# Records of pointing at objects in photos
● ● ● ● ● ● ●
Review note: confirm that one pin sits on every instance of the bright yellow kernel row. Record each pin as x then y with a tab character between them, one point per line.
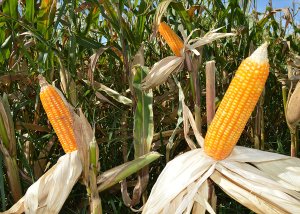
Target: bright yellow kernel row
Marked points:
172	39
235	109
59	116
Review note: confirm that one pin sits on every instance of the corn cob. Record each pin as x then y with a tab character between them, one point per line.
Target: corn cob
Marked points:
59	115
237	105
172	39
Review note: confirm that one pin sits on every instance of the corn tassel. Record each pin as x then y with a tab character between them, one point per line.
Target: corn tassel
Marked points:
59	115
237	105
172	39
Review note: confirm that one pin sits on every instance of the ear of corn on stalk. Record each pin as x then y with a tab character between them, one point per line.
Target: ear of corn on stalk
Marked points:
237	105
172	39
59	115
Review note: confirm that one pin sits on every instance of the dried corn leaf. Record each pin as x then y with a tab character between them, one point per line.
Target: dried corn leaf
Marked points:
243	196
285	172
117	174
110	92
177	175
188	172
206	39
293	107
162	70
48	194
160	10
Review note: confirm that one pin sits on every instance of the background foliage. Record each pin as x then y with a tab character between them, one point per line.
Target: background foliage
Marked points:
86	48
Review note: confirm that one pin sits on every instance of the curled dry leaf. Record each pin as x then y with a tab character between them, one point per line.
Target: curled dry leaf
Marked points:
162	70
48	194
161	9
293	107
211	36
256	188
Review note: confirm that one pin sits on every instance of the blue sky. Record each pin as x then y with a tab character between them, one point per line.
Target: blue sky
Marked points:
261	4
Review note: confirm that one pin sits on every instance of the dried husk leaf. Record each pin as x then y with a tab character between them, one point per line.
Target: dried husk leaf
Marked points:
161	71
48	194
243	196
110	92
17	208
286	172
201	200
176	176
160	10
93	62
211	36
293	107
117	174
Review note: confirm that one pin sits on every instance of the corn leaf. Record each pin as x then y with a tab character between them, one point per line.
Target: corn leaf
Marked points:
161	70
119	173
2	192
111	93
10	8
143	118
48	194
45	17
29	11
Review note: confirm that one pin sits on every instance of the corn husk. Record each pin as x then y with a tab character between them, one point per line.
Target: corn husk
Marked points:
172	64
264	182
49	192
256	188
293	110
162	70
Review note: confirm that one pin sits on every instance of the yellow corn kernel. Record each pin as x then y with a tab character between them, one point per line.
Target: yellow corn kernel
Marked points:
172	39
238	103
59	115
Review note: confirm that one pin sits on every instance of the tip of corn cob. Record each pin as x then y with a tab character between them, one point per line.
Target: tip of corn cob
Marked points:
42	81
260	55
● ● ● ● ● ● ●
Render the lines of the material above as a JSON list of strings, one string per line with blank lines omitted. Cover only the lines from the one containing "of the blue" through the last line of the material, with both ends included.

[
  "Review note: confirm that one pin sits on every instance of the blue sky. Record each pin as x then y with a tab character between them, one point per line.",
  "Target: blue sky",
  "Marked points:",
  "261\t4",
  "Review note: confirm that one pin sits on every instance of the dried husk leaf. Record each pin as x then y with a tab character between them, one point per line.",
  "Target: dried husk leaf",
  "Marked points:",
  "161\t71",
  "48\t194",
  "243\t196",
  "110\t92",
  "17\t208",
  "286\t172",
  "201\t200",
  "176\t176",
  "160\t10",
  "93\t62",
  "211\t36",
  "293\t107",
  "117\t174",
  "Review note: confirm that one pin sits on every instance of the corn leaf. Record each pin as x then y with a tab character between them, one point per line.",
  "Target: corn leaf",
  "Marked points:",
  "161\t70",
  "119\t173",
  "2\t192",
  "111\t93",
  "10\t8",
  "143\t118",
  "48\t194",
  "45\t17",
  "29\t11",
  "Review note: confirm that one pin sits on every instance of the corn husk. Record each pin as x then y with a tab character between them, one point per line.",
  "Target: corn husk",
  "Marked points:",
  "172\t64",
  "264\t182",
  "49\t192",
  "256\t188",
  "293\t110",
  "162\t70",
  "Review note: confirm that one pin sits on every instance of the yellow corn kernel. Record each pin as x then y with a tab character between them, one point per line.",
  "Target: yellow corn kernel",
  "Marked points:",
  "172\t39",
  "238\t103",
  "59\t115",
  "Review note: confirm that one pin sits on every instance of the tip of corn cob. Record each pin as x then y with a tab character between them, one point per line.",
  "Target: tip of corn cob",
  "Marked points:",
  "42\t81",
  "260\t55"
]